┌─ Source passage
RAG grounds LLMs in your data by retrieving relevant chunks at query time and injecting them into the prompt. In our eval (50 questions over proprietary docs): fixed-size chunking achieved 62% accuracy; semantic chunking (paragraph/section boundaries) raised it to ~78%. Optimize for retrieval recall over precision; K=5–7 works for most document-QA workloads. Instruct the model to refuse when context lacks the answer.
Retrieval-augmented generation (RAG) fetches context at query time and conditions the model on it. The gap between "RAG works" and "RAG is production-ready" comes down to chunking strategy, retrieval recall, and handling retrieval failure.
Evidence: our evaluation
On 50 questions over proprietary docs: fixed-size chunking (256–1024 tokens, top-3 to top-10) achieved 62% accuracy; semantic chunking (paragraph/section boundaries) reached ~78%. Remaining failures were mostly retrieval misses.
We built internal tools for document Q&A. Naive setup: fixed-size chunks (e.g., 500 tokens), embed, store, retrieve top-K. Failures: queries spanning multiple chunks got partial context; semantic similarity didn't guarantee relevance ("pricing" chunk for "how much does it cost?" when discussing a different product); fixed-size chunking split tables and paragraphs mid-structure.
└─
┌─ Extracted records
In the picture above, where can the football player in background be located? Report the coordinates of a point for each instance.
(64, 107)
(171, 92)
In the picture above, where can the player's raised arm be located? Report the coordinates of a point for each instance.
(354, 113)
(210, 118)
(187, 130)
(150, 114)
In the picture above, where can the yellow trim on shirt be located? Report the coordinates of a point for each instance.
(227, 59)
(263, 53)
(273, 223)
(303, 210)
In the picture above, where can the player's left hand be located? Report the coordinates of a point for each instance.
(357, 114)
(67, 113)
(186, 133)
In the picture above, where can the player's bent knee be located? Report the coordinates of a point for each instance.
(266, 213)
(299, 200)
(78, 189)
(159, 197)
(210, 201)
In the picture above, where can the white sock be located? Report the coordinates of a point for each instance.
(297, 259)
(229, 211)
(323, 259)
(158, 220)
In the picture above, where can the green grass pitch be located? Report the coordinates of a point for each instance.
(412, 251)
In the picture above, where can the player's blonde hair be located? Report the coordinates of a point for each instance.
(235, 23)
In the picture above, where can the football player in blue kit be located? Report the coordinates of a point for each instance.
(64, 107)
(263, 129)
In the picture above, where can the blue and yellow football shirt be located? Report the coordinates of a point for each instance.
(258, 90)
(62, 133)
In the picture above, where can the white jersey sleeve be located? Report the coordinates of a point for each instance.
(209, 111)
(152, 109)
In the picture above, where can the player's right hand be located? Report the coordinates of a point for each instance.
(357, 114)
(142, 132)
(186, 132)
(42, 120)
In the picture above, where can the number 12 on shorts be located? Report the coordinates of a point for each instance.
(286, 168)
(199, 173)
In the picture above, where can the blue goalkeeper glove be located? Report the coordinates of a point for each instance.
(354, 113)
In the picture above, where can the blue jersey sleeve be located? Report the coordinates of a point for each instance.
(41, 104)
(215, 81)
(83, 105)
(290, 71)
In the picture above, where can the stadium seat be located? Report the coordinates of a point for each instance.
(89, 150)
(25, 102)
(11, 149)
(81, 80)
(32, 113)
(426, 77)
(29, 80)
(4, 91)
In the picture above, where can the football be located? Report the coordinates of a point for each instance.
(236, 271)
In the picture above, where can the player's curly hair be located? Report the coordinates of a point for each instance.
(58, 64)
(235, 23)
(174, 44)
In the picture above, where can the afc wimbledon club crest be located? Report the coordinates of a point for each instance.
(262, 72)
└─
┌─ Extracted records
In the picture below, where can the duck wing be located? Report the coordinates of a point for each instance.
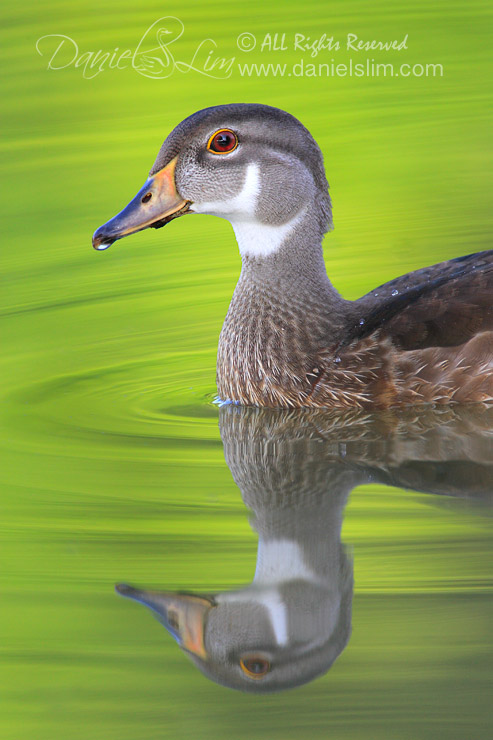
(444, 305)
└─
Actions to take:
**a.** For each statement, say whether the RAG passage supports it. Answer yes or no and quote the words that decide it.
(i) In the evaluation, semantic chunking reached about 78% accuracy.
(ii) The passage advises favoring retrieval precision over recall.
(iii) Most of the failures that remained after semantic chunking came from retrieval misses.
**b.** Translate this sentence from the RAG passage into Spanish: "Instruct the model to refuse when context lacks the answer."

Task results:
**a.**
(i) Yes: "semantic chunking (paragraph/section boundaries) reached ~78%"
(ii) No: "Optimize for retrieval recall over precision"
(iii) Yes: "Remaining failures were mostly retrieval misses."

**b.** Indica al modelo que se niegue a responder cuando el contexto no contenga la respuesta.